§ **TRECHO FORNECIDO**
"Os espelhos estão cheios de gente.
Os invisíveis nos vêem.
Os esquecidos se lembram de nós.
Quando nos vemos, os vemos.
Quando nos vamos, se vão?"
Eduardo Galeano: Espelhos

sexta-feira, 22 de novembro de 2013

A sexualidade no mundo medieval

Sob a influência da Igreja, o termo “fornicação” designava, na Idade Média, toda forma de relação sexual fora do casamento e não mais, como em Roma, o comércio com as prostitutas. Em termos de repressão, a união consentida entre duas pessoas livres de qualquer laço (fornicação simples) era sancionada apenas em foros internos, por penitências privadas. As formas mais graves de fornicação tais como o estupro (relações, mesmo que consentidas, com uma virgem, uma freira, uma viúva ou uma doméstica), o adultério, a violação, o rapto, o bestialismo e a sodomia resultavam em penas criminais que, dependendo do caso, poderiam ser até de morte. (Jacques Poumarède)


Casal homossexual. Relevo. Église de Maillezais.

§ **LISTA DE EXERCÍCIOS**
a – Como fica o texto sobre a sexualidade medieval se você o reescrever do ponto com "A sexualidade no" até logo após "morte. (Jacques Poumarède)", pondo "luxúria" no lugar de "fornicação"?
b – Que linhas viriam em seguida no texto sobre a sexualidade no mundo medieval? Escreva a continuação a partir de onde ele para.

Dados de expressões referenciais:
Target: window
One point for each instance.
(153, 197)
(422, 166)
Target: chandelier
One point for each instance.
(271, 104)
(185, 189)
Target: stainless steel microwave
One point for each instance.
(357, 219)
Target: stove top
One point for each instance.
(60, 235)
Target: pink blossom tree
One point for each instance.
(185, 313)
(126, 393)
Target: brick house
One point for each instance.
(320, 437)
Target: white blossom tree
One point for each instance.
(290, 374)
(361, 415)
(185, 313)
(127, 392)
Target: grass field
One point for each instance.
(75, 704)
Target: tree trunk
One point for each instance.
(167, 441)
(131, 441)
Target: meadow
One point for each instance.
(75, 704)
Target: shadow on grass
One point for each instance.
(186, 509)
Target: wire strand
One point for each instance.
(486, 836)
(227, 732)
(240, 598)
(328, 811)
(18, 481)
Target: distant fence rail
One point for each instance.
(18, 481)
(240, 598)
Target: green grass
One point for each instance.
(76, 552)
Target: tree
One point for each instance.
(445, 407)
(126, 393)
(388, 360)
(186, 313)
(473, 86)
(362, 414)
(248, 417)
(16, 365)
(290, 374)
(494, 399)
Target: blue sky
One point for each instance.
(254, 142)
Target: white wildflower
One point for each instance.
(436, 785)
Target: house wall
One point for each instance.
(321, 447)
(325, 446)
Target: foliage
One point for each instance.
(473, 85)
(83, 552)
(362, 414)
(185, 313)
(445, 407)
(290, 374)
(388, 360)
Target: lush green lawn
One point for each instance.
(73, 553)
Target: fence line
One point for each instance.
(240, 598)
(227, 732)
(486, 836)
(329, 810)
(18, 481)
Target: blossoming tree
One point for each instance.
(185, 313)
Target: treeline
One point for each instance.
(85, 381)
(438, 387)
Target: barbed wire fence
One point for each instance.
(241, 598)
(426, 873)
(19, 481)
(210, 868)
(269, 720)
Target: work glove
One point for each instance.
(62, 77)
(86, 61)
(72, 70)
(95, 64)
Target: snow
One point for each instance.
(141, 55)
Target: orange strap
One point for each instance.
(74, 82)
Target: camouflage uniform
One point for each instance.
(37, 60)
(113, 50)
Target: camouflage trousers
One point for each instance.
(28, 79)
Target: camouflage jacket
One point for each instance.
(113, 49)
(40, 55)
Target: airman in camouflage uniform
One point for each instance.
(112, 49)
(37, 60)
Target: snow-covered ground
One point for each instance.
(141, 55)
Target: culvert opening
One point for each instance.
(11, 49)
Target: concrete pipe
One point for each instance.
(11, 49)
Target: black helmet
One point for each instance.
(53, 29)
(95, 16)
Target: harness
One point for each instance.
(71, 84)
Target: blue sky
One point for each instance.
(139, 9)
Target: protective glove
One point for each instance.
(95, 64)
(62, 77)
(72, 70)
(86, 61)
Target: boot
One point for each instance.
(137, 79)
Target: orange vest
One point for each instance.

§ **RESPOSTAS POR TAREFA**
a –
A sexualidade no mundo medieval

Sob a influência da Igreja, o termo “luxúria” designava, na Idade Média, toda forma de relação sexual fora do casamento e não mais, como em Roma, o comércio com as prostitutas. Em termos de repressão, a união consentida entre duas pessoas livres de qualquer laço (luxúria simples) era sancionada apenas em foros internos, por penitências privadas. As formas mais graves de luxúria tais como o estupro (relações, mesmo que consentidas, com uma virgem, uma freira, uma viúva ou uma doméstica), o adultério, a violação, o rapto, o bestialismo e a sodomia resultavam em penas criminais que, dependendo do caso, poderiam ser até de morte. (Jacques Poumarède)

b –
Foto: Martial34


Em termos médicos, filosóficos e até religiosos, a antropologia cristã se baseou nos saberes antigos, e as principais ideias do corpus médico greco-latino permaneciam: o esperma era considerado um sangue puro e o orgasmo, um esforço difícil. Era importante, portanto, moderar a atividade genésica, que poderia levar à estupidez. E também conter o desejo da mulher, insaciável, se necessário acalmá-la por meio de uma gravidez. Havia uma relação entre o prazer feminino, a normalidade do coito (a penetração) e a finalidade genésica. Além disso, o prazer intenso era visto como epilético.

Médicos e filósofos acreditavam que a saúde do espírito era inversamente proporcional ao vigor genital. O desejo era a submissão do ser, uma fonte de desordem e um obstáculo à sabedoria. O sexo tinha, portanto (como no judaísmo e várias religiões antigas), uma relação perigosa com o sagrado.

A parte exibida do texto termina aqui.